I ate a sandwich on a Metro train recently, which is not allowed. It is probably a good rule, and a reason why the DC Metro is one of the cleanest subway systems in the country. However, the sandwich in question was not made out of anything anyone I've ever heard of is allergic to, and had no particularly smelly ingredients. The train was empty enough that there was easily enough this-sandwich-might-bother-you space clearance, and I made it a point to not spill a crumb or, like, lick my hands and then smear saliva and sandwich grease all over the community hand-touching areas of the train like some kind of a sandwich maniac. I'd like to think that even while I ate the sandwich in a technically no-sandwich zone, I maintained a polite respect for reasonable sandwich protocols. But also, crucially, I had a sandwich in my hands and I was hungry for a sandwich. I mean, come on. I was not eating an abstract referendum on white male privilege or "rape culture" or anything. It was a sandwich. Turkey. Mayo. Bread. A Sandwich. I was eating it like a normal human would eat a sandwich. I didn't even have my dick out or anything.

Nonetheless, I could feel an older woman staring at me the entire 3 stops it took me to eat this sandwich. When I was finished I looked up and she shook her head at me while still staring daggers. She was furious. When I left the train, she let out an amazing 'the nerve of this asshole' scoff, shook her head again, and physically pounded on the sign that says I have to wait until I get home to eat my sandwich. This is how I imagine it is like for Casey Anthony to negotiate public spaces. To be fair, I understand the comparison. Casey Anthony might have gotten away with murdering her own two year old daughter, duct taping her body, burying her in a shallow grave, and then partying in Florida for a week. I ate a sandwich on a train. We're basically the same, as far as this lady is concerned.

I've always had a bit of a problem with authority, I guess, or at least the kind of authority this woman represents, which is the rules-are-rules-just-because-we-love-rules, but-only-when-we-say-so variety. Dollars to donuts, if I was a 19 year old black kid in a sideways ball cap eating the same sandwich, she'd be clutching her purse and praying for safety for the whole ride, and halfway home for good measure, rather than throwing regular old goofy white professional sandwich-eating me a full-blown "known child murderer who walks freely among us" amount of shade. I have a problem with that kind authority, maybe. It would be more accurate to say that I have various opinions of various authorities, all of which boil down to my steadfast beliefs that A: almost every rule standing between me and eating a sandwich I am currently holding can go fuck themselves, and B: anyone who gets that worked up about some simple sandwich rule breaking definitely deserves it. I am punk rock as fuck when it comes to sandwiches.

[EXERCISES]
**1)** Which sandwich ingredients does the Metro sandwich essay list? Give all of them.
**2)** Answer these questions about the Metro sandwich essay, one answer per line:
(a) Which subway system does it call one of the cleanest in the country?
(b) How many stops did it take to eat the sandwich?
(c) What age is the kid in the hypothetical about a different passenger eating the same sandwich?
**3)** Can you extract the passage of the Metro sandwich essay from "Nonetheless, I could" up to and including "lady is concerned."?

[SOURCE MATERIAL]
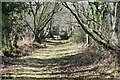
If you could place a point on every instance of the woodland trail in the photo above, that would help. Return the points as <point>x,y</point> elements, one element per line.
<point>61,59</point>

[ANSWERS TO THE TASKS]
**1)** Turkey, mayo, bread

**2)**
(a) The DC Metro
(b) 3
(c) 19

**3)**
Nonetheless, I could feel an older woman staring at me the entire 3 stops it took me to eat this sandwich. When I was finished I looked up and she shook her head at me while still staring daggers. She was furious. When I left the train, she let out an amazing 'the nerve of this asshole' scoff, shook her head again, and physically pounded on the sign that says I have to wait until I get home to eat my sandwich. This is how I imagine it is like for Casey Anthony to negotiate public spaces. To be fair, I understand the comparison. Casey Anthony might have gotten away with murdering her own two year old daughter, duct taping her body, burying her in a shallow grave, and then partying in Florida for a week. I ate a sandwich on a train. We're basically the same, as far as this lady is concerned.